> 課題の内容
「Task: locate every instance of the garden」を含む行から「<point>1220,663</point>」を含む行までの記録を、依頼文も含めてすべて書き出すこと。その際、答えにある座標の数値にはそれぞれ74を足し、依頼文中の書式例は変えないこと。

'''

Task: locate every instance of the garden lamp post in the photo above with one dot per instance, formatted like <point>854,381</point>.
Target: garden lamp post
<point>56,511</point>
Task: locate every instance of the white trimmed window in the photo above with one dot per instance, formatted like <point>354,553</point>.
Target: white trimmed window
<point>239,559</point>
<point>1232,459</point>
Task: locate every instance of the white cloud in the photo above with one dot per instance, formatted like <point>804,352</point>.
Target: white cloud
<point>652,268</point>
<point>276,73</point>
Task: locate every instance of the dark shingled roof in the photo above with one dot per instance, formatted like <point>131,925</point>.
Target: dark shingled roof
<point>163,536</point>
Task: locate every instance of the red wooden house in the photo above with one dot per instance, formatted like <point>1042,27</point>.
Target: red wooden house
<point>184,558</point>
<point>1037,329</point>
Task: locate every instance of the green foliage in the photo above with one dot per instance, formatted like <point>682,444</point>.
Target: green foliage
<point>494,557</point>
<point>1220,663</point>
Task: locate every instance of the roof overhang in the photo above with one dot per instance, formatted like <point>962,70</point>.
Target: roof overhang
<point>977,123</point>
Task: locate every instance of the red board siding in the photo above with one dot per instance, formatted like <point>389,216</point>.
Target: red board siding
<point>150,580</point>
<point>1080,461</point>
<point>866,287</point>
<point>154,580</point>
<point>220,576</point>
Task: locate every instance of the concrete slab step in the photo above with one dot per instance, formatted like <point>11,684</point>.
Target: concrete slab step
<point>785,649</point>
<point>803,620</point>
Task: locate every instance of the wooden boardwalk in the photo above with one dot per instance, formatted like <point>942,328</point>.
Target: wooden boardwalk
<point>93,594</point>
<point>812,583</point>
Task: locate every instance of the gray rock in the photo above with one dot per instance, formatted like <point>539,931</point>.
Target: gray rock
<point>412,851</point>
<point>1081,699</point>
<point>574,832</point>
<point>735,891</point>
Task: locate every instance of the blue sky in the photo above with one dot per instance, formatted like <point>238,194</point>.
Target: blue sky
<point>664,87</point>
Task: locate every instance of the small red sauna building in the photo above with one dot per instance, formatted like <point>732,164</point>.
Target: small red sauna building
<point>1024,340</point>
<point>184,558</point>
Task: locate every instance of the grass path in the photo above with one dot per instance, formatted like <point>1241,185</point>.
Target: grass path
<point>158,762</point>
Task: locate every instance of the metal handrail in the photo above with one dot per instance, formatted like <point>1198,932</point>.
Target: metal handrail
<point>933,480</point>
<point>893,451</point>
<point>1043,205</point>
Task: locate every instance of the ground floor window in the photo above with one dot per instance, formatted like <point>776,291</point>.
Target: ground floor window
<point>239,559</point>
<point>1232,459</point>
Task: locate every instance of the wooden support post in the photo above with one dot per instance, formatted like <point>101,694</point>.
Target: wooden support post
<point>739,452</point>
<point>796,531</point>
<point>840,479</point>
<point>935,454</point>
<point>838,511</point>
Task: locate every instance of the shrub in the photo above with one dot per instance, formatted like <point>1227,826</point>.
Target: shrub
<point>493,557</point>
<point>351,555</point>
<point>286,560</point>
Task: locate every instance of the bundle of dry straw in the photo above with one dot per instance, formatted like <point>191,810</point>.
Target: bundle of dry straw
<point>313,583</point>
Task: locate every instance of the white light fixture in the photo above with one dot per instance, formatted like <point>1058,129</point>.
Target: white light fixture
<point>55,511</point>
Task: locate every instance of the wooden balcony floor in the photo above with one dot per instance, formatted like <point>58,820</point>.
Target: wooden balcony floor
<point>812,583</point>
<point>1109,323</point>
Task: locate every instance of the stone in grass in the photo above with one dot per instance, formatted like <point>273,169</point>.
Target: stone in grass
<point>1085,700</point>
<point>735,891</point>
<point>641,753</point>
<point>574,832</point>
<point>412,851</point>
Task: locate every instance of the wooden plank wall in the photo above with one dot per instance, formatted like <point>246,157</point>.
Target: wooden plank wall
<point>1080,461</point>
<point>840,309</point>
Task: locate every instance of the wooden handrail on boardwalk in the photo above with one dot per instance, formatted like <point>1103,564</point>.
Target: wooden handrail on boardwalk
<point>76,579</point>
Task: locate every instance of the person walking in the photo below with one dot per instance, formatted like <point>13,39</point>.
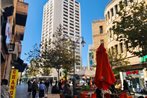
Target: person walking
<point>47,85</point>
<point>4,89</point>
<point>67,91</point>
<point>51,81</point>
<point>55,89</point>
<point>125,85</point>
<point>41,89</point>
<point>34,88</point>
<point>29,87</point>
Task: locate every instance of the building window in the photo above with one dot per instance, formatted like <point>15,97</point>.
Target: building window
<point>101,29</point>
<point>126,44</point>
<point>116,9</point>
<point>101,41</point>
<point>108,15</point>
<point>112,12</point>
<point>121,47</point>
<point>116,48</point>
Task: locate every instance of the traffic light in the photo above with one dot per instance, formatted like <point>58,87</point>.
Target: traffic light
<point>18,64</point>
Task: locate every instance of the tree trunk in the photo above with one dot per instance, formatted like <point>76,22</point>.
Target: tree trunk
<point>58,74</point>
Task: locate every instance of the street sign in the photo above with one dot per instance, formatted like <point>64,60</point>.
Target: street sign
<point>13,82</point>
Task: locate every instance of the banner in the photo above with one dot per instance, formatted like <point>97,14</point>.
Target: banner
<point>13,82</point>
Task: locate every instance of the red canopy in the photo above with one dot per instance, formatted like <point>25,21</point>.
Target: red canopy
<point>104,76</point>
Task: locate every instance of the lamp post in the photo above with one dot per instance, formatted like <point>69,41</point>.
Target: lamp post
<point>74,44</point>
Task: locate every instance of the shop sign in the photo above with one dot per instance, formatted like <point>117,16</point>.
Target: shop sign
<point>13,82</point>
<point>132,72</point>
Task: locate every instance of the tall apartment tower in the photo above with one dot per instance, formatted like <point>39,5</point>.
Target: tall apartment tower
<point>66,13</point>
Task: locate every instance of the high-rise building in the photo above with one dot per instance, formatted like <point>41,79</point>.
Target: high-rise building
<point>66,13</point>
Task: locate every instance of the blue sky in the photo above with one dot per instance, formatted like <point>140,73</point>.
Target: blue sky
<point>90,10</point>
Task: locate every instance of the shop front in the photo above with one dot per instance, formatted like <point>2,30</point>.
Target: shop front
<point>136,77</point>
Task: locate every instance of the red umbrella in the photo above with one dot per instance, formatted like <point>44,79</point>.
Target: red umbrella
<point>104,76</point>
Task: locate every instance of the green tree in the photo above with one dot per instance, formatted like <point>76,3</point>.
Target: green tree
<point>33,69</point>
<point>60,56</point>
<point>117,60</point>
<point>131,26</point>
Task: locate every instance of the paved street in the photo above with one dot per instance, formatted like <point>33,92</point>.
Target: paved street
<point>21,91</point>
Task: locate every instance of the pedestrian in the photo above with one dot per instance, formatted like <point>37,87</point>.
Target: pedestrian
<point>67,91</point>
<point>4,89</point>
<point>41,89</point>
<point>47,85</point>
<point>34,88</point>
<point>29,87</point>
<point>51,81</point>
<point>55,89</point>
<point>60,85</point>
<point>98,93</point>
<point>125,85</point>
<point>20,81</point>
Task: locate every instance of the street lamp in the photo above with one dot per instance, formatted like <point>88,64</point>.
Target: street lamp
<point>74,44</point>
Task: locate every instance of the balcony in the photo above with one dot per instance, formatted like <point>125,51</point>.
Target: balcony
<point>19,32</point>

'''
'''

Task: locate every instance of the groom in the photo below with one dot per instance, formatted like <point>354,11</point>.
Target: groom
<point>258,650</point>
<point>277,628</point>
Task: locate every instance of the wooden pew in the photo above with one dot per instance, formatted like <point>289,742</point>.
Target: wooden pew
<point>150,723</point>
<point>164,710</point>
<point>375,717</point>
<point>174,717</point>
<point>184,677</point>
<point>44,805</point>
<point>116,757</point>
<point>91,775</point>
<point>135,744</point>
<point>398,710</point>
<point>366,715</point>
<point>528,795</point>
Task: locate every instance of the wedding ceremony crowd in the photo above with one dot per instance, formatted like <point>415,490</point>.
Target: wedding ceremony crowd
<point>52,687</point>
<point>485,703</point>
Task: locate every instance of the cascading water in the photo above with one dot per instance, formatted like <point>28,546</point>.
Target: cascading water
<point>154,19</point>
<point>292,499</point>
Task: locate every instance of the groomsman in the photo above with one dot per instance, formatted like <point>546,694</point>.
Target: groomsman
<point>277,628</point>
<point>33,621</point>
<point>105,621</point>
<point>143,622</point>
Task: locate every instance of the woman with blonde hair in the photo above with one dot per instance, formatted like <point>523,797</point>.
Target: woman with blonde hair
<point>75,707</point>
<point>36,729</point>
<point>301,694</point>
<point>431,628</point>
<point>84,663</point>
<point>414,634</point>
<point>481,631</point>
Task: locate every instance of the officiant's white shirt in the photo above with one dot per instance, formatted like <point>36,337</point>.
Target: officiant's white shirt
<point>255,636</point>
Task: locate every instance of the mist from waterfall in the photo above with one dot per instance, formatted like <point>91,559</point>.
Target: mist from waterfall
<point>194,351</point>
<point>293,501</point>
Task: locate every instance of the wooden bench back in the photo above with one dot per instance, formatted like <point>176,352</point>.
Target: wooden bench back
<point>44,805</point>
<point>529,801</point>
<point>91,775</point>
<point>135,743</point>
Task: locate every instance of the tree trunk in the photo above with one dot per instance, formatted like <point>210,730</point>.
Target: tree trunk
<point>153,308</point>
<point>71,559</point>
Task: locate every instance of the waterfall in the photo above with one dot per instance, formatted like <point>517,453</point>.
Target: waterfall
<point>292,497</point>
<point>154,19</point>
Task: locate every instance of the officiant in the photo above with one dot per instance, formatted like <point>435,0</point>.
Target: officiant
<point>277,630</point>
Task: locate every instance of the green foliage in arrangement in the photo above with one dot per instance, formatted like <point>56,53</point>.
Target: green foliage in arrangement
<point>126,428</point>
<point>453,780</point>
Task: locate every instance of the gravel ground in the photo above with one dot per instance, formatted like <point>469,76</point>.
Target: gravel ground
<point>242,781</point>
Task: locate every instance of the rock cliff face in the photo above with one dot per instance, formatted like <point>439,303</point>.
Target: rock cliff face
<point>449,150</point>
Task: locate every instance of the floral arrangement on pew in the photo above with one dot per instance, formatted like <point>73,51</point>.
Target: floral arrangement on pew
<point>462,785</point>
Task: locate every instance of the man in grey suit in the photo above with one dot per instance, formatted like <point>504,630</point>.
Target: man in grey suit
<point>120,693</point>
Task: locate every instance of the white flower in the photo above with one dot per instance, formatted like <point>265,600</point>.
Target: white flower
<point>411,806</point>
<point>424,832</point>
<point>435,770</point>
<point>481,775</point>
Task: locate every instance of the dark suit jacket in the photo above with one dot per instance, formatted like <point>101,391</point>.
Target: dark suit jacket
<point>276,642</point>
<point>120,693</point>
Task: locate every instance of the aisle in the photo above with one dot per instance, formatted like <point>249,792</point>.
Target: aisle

'''

> この課題の解答
Task: locate every instance of the garden lamp post in the photo above with one dot per instance, formatted like <point>854,381</point>.
Target: garden lamp post
<point>130,585</point>
Task: locate every instance of the white trimmed window in the photo above with one dot per instance, formatted like <point>354,553</point>.
Target: white trimmed window
<point>313,633</point>
<point>1306,533</point>
Task: locate every instance of the white cloud in the photo above with one dot per instance, formatted like <point>804,352</point>.
Target: white cloud
<point>726,342</point>
<point>350,147</point>
Task: locate every instance of the dark shingled roof in the photo above with one dot per instance, formatted like <point>131,925</point>.
Target: dark shingled roof
<point>237,610</point>
Task: locate every instance of the red wooden house in the photo above with one dot per instance, formatted like <point>1042,27</point>.
Target: red wooden house
<point>258,632</point>
<point>1111,403</point>
Task: locate every instance of the green foliage in the photo above with one dot per instance, formatted like <point>682,444</point>.
Target: green foliage
<point>568,631</point>
<point>1294,737</point>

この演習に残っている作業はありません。